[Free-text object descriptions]
----

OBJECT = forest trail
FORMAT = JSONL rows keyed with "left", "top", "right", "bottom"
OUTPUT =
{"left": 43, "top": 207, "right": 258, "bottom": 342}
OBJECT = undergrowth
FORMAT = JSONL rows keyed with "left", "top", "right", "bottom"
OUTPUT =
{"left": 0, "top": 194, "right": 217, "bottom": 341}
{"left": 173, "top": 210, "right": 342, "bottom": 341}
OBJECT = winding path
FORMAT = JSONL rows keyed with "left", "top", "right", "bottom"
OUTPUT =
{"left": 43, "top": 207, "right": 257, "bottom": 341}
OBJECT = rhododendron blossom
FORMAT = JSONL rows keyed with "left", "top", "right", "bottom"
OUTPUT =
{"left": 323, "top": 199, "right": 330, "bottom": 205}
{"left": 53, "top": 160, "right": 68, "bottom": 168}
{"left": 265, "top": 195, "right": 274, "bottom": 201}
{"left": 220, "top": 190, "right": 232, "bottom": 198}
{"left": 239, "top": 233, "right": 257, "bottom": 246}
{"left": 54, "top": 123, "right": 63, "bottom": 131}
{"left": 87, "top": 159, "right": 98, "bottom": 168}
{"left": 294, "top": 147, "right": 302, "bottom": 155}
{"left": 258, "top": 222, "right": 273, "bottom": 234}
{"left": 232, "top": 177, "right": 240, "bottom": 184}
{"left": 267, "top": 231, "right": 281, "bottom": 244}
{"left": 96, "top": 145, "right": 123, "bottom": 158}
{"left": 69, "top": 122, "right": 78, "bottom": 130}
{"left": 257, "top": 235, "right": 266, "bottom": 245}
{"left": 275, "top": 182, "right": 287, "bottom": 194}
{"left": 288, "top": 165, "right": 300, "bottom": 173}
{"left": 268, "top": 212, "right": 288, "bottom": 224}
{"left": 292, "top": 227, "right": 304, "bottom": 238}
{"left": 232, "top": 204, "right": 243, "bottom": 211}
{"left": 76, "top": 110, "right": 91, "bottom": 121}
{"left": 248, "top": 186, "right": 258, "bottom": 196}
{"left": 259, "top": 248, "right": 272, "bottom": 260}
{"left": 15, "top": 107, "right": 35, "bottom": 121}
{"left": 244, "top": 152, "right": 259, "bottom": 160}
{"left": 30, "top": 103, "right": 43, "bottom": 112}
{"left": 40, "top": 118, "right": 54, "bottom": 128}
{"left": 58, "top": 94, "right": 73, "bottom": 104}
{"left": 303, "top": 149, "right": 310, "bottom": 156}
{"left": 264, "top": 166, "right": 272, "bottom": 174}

----

### [Description of the task]
Copy each record from above exactly, and include every line.

### [Expected output]
OBJECT = forest trail
FORMAT = JSONL rows keyed with "left", "top", "right", "bottom"
OUTPUT =
{"left": 43, "top": 207, "right": 258, "bottom": 342}
OBJECT = undergrowth
FORMAT = JSONL rows keyed with "left", "top", "right", "bottom"
OUTPUT =
{"left": 0, "top": 194, "right": 217, "bottom": 341}
{"left": 173, "top": 210, "right": 342, "bottom": 341}
OBJECT = winding path
FORMAT = JSONL rows keyed with "left", "top", "right", "bottom"
OUTPUT =
{"left": 43, "top": 207, "right": 257, "bottom": 341}
OBJECT = rhododendron blossom
FORMAT = JSONL rows keyed with "left", "top", "right", "bottom"
OUTPUT =
{"left": 323, "top": 199, "right": 330, "bottom": 205}
{"left": 53, "top": 160, "right": 68, "bottom": 168}
{"left": 265, "top": 195, "right": 274, "bottom": 201}
{"left": 220, "top": 190, "right": 232, "bottom": 198}
{"left": 239, "top": 233, "right": 257, "bottom": 246}
{"left": 54, "top": 123, "right": 63, "bottom": 131}
{"left": 87, "top": 159, "right": 98, "bottom": 168}
{"left": 294, "top": 147, "right": 302, "bottom": 155}
{"left": 258, "top": 222, "right": 273, "bottom": 234}
{"left": 232, "top": 177, "right": 240, "bottom": 184}
{"left": 267, "top": 231, "right": 281, "bottom": 244}
{"left": 96, "top": 145, "right": 123, "bottom": 158}
{"left": 69, "top": 122, "right": 78, "bottom": 130}
{"left": 257, "top": 235, "right": 266, "bottom": 245}
{"left": 275, "top": 182, "right": 287, "bottom": 194}
{"left": 288, "top": 165, "right": 300, "bottom": 173}
{"left": 268, "top": 212, "right": 288, "bottom": 224}
{"left": 292, "top": 227, "right": 304, "bottom": 238}
{"left": 232, "top": 204, "right": 243, "bottom": 211}
{"left": 76, "top": 110, "right": 91, "bottom": 121}
{"left": 248, "top": 186, "right": 258, "bottom": 196}
{"left": 259, "top": 248, "right": 272, "bottom": 260}
{"left": 15, "top": 107, "right": 35, "bottom": 121}
{"left": 244, "top": 152, "right": 259, "bottom": 160}
{"left": 30, "top": 103, "right": 43, "bottom": 112}
{"left": 40, "top": 118, "right": 54, "bottom": 128}
{"left": 58, "top": 94, "right": 73, "bottom": 104}
{"left": 303, "top": 149, "right": 310, "bottom": 156}
{"left": 264, "top": 166, "right": 272, "bottom": 174}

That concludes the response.